Please copy out every row below, replacing "For the benchmark" with "For the evaluation" and leaving everything else unchanged.

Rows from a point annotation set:
________________________

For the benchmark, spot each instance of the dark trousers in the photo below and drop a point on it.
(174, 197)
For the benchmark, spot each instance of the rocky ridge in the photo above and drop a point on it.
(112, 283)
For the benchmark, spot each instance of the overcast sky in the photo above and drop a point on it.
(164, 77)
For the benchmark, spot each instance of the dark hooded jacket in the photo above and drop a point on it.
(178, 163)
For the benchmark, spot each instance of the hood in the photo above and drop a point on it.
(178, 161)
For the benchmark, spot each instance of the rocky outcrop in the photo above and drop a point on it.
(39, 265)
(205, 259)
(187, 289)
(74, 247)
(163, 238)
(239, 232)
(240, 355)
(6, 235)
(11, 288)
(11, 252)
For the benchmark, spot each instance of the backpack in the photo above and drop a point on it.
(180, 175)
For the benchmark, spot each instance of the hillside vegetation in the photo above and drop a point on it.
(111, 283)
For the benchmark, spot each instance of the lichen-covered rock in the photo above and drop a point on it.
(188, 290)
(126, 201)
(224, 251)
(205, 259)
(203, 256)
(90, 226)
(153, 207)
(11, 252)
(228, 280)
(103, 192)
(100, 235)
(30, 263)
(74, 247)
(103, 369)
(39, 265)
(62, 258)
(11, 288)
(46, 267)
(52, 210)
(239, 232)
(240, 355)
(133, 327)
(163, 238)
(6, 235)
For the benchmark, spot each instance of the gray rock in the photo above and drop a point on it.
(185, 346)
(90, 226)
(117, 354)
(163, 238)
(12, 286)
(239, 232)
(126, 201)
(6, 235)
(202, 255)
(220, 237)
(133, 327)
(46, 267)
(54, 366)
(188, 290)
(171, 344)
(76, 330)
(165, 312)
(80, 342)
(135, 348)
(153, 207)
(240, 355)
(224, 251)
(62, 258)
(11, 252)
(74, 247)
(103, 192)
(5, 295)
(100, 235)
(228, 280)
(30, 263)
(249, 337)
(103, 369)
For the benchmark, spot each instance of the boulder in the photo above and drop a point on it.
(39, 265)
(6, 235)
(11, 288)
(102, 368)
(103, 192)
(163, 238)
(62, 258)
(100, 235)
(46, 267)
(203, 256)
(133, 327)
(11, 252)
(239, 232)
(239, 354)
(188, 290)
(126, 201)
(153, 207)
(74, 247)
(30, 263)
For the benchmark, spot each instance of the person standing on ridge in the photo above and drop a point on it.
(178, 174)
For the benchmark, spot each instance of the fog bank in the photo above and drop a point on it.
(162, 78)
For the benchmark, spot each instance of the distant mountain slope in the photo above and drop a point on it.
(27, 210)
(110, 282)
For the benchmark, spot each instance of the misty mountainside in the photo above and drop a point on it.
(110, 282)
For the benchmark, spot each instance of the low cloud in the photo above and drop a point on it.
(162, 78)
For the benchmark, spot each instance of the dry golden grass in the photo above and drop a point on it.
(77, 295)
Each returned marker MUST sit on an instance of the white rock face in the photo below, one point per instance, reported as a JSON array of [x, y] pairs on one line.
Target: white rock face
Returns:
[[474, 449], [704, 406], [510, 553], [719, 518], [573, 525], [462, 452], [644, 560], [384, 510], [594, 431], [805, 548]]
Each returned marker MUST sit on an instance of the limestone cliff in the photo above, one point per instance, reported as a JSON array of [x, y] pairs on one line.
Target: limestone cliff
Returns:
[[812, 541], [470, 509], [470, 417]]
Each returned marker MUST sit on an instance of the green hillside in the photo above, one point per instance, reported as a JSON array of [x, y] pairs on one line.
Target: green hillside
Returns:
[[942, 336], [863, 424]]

________________________

RESPONSE BELOW:
For the evaluation, spot each instance of the dark trousers in the photo below and drop a point on it.
(174, 197)
For the evaluation, spot each instance of the rocky ridge in the photo above and drop a point on it.
(112, 283)
For the evaluation, spot each instance of the overcast sky in the photo above and drop a point on it.
(164, 77)
For the evaluation, spot each instance of the dark hooded jacket in the photo above and drop a point on it.
(178, 163)
For the evaluation, spot each instance of the hood in the photo above and drop a point on it.
(178, 161)
For the evaluation, spot each instance of the rocky outcrop in the photo above and drop a point on it.
(39, 265)
(205, 259)
(187, 289)
(74, 247)
(163, 238)
(239, 232)
(240, 355)
(6, 235)
(11, 288)
(11, 252)
For the evaluation, spot each instance of the backpack in the photo above and drop a point on it.
(180, 175)
For the evaluation, spot each instance of the hillside vegetation in the photo above and drop a point on it.
(111, 283)
For the evaluation, spot each instance of the lichen-covered rock in the photo above and drop a point on it.
(188, 290)
(126, 201)
(224, 251)
(205, 259)
(203, 256)
(90, 226)
(153, 207)
(11, 252)
(228, 280)
(103, 192)
(100, 235)
(30, 263)
(74, 247)
(103, 369)
(39, 265)
(62, 258)
(11, 288)
(46, 267)
(52, 210)
(239, 232)
(240, 355)
(133, 327)
(163, 238)
(6, 235)
For the evaluation, spot each instance of the gray rock in the photo above and drop a point on it.
(185, 346)
(90, 226)
(117, 354)
(163, 238)
(12, 286)
(239, 232)
(126, 201)
(6, 235)
(202, 255)
(220, 237)
(133, 327)
(46, 267)
(54, 366)
(188, 290)
(171, 344)
(76, 330)
(165, 312)
(80, 342)
(135, 348)
(153, 207)
(240, 355)
(224, 251)
(62, 258)
(11, 252)
(74, 247)
(103, 192)
(5, 295)
(100, 235)
(228, 280)
(30, 263)
(249, 337)
(103, 369)
For the evaluation, spot each instance of the boulder in the photo above and drop a point on it.
(39, 265)
(6, 235)
(11, 288)
(102, 368)
(103, 192)
(163, 238)
(62, 258)
(100, 235)
(46, 267)
(203, 256)
(133, 327)
(11, 252)
(239, 232)
(239, 354)
(188, 290)
(126, 201)
(153, 207)
(74, 247)
(30, 263)
For the evaluation, spot each instance of the person standing on ridge in the photo above and drop a point on it.
(178, 174)
For the evaluation, spot each instance of the fog bank in the photo above and drop a point on it.
(162, 78)
For the evaluation, spot each instance of the distant mountain slope in the photo above and drop a point on it.
(27, 210)
(110, 282)
For the evaluation, spot each instance of the misty mountainside in the photo above and drop a point on it.
(110, 282)
For the evaluation, spot each instance of the low cloud in the photo above and drop a point on it.
(162, 78)
For the evaluation, spot each instance of the dry golden grass in the photo above and drop a point on it.
(77, 295)
Each returned marker MUST sit on an instance of the white rock face in the photo below, one point per instance, reported as a JSON array of [x, y] pairs on one line.
Target: white rock face
Returns:
[[474, 449], [704, 406], [510, 553], [719, 518], [573, 525], [462, 452], [644, 560], [384, 510], [594, 431], [805, 548]]
Each returned marker MUST sit on an instance of the limestone cliff in the photo above, one point per instance, reported as a JSON array of [x, y] pairs on one line.
Target: limestone cliff
Returns:
[[812, 541], [470, 509], [470, 417]]
Each returned marker MUST sit on an instance of the green hillside in the photo above, one point per instance, reported as a JSON array of [x, y] pairs on one line.
Target: green hillside
Returns:
[[942, 336], [863, 424]]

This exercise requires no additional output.